--- start ---
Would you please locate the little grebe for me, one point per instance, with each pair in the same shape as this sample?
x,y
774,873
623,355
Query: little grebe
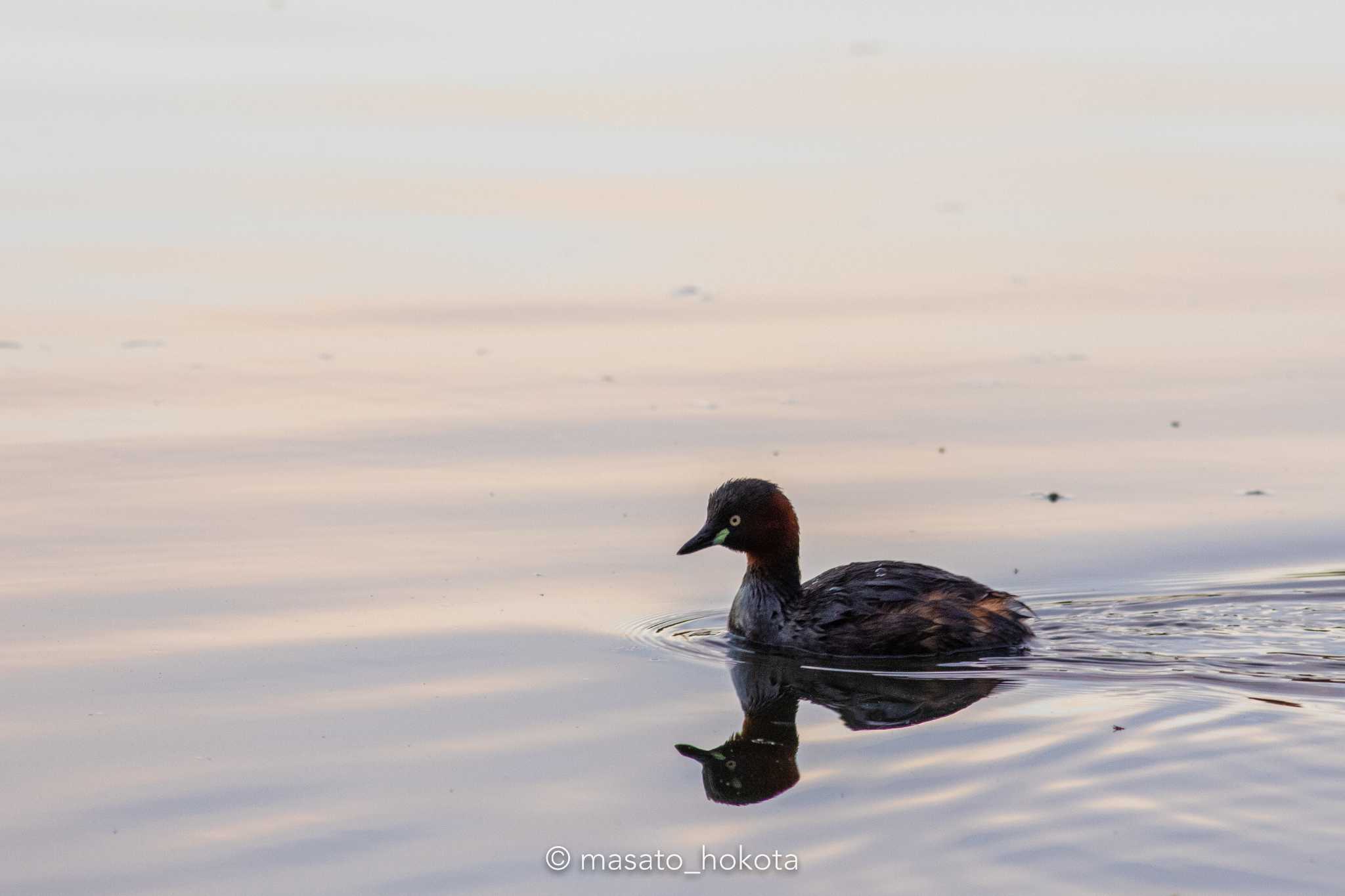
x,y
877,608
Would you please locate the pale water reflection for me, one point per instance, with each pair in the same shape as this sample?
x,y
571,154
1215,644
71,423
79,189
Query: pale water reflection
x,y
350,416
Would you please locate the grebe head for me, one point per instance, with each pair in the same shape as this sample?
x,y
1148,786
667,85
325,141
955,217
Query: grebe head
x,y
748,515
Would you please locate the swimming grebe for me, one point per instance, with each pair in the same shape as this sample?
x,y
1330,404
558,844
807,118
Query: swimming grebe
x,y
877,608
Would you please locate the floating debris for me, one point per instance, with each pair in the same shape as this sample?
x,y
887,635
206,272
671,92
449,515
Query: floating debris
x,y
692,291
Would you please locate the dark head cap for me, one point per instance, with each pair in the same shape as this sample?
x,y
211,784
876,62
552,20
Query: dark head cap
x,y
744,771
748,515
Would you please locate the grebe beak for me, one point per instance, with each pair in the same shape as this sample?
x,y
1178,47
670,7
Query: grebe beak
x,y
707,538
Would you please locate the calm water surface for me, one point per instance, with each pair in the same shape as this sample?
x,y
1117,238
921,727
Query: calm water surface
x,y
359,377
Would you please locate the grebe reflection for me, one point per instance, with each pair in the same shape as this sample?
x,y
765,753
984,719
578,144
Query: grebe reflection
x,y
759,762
--- end ---
*WORK TO COMPLETE*
Reproduce all of the entries above word for word, leaving out any pictures.

*FINISHED EXERCISE*
Would you please locate the little grebe for me, one point per instance, with each pair in the same shape as this sample?
x,y
774,873
623,355
Query: little grebe
x,y
877,608
Would you please locate the pale water reflection for me, one point per instance, with each pair in the same shape as this sample?
x,y
571,154
1215,644
71,423
79,189
Query: pale water reflection
x,y
350,416
Would you please locate the grebe head for me, one point per instance, with each pair in the same shape as this sample?
x,y
1148,786
667,85
325,141
955,217
Query: grebe head
x,y
748,515
Would you please locate the swimming grebe for me, one point per instance, with each pair in the same shape as this sample?
x,y
1330,404
558,844
807,118
Query: swimming grebe
x,y
877,608
Would you please locate the floating debris for me, one point per instance, with each pair in the same shape as this sample?
x,y
887,635
206,272
671,92
449,515
Query: floating debris
x,y
692,291
Would you please locate the dark head cap for me, one point per instance, with each pair in the same shape as this sample?
x,y
211,784
876,62
552,20
Query: dark head cap
x,y
744,771
748,515
Would you please locate the grebe beak for me, one point per instance, with each pair in the same shape as this sample?
x,y
1178,47
670,7
Query: grebe beak
x,y
707,538
Would you please locate the calm water surface for me, one point per instance, with each pair in the same shape as this sample?
x,y
1117,238
921,727
Query: calm water surface
x,y
359,377
Would you please locate the grebe reflection for me, one point per instance, with each pair in the same shape as this sample?
x,y
765,753
984,719
578,144
Query: grebe reflection
x,y
759,762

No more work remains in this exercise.